Exercise text:
[Start of Attachment]
The Prime Minister has always said that Brexit means Brexit, but she said it after this Bill had been drafted. I have not got fully to the root of this issue, but it appears that Clause 114 seeks to include any EU regulation or directive in the UK regime for firearm deactivation. Clause 114 is to be found on page 131. It introduces the concept of a defectively deactivated firearm. My grandfather’s Webley 455 would fall into that category. Thus I can keep it, I do not need a firearms certificate or any record of its deactivation, although the proof house would have a record of its deactivation inspection. However, I cannot sell or transfer it.
In Committee I will suggest redrafting Clause 114(4) so that either a UK-spec or an EU-spec deactivation is okay, but I suspect that the Minister will violently resist that suggestion because he cannot possibly accept such an amendment, the reason being that an EU-spec deactivation is far below the standard of a UK-spec deactivation. I would suggest that the standard to be achieved needs to make it more difficult to reactivate a deactivated firearm than to make a new one. That is what the UK spec achieves. Of course, I am making the assumption that an engineering workshop is available with the necessary machines.
I am a little unclear why the EU deactivation spec is so poor. I understand that it involves changing the material in the steel plug in the barrel. In other words, it is necessary to temporarily reactivate the UK deactivated firearm and then put in the plug to EU specifications. However, we should remember that the EU specification for deactivation is not good enough for UK standards. That perhaps accounts for the rather odd drafting of Clause 114.
Does this matter? The UK has many collectors of deactivated firearms. They cause no problem, and that is why the Bill does not restrict ownership of deactivated firearms. If they are used to cause distress to other citizens, there are very serious offences already in the Firearms Act. There will be plenty of collectors who have collections worth tens of thousands of pounds. Such collections could be made worthless. My grandfather’s Webley 455 is considerably reduced in value. It may be worthless, because it would not be worth the cost of having it deactivated to EU specifications. It would not particularly be a problem for me if my grandfather’s Webley had no value. But for collectors, and there are lots of them, this is a very big problem.
[End of Attachment]
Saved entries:
[Start of Attachment]
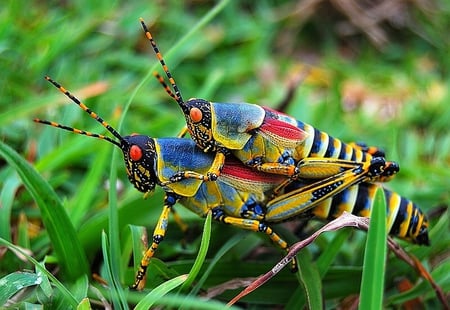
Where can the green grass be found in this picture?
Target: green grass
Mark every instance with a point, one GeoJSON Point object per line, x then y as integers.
{"type": "Point", "coordinates": [395, 98]}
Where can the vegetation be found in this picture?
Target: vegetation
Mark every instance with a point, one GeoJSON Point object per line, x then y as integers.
{"type": "Point", "coordinates": [383, 80]}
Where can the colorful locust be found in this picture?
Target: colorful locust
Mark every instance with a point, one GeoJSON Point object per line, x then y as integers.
{"type": "Point", "coordinates": [241, 196]}
{"type": "Point", "coordinates": [262, 138]}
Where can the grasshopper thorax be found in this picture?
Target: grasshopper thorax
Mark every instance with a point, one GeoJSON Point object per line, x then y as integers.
{"type": "Point", "coordinates": [140, 156]}
{"type": "Point", "coordinates": [199, 122]}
[End of Attachment]
Tasks to perform:
A: In the text on firearm deactivation, on which page of the Bill is Clause 114 found?
B: According to the text on firearm deactivation, what can and can't the speaker do with his grandfather's Webley 455? List each point.

Expected responses:
A: Page 131.

B:
- He can keep it.
- He does not need a firearms certificate.
- He does not need any record of its deactivation.
- He cannot sell it.
- He cannot transfer it.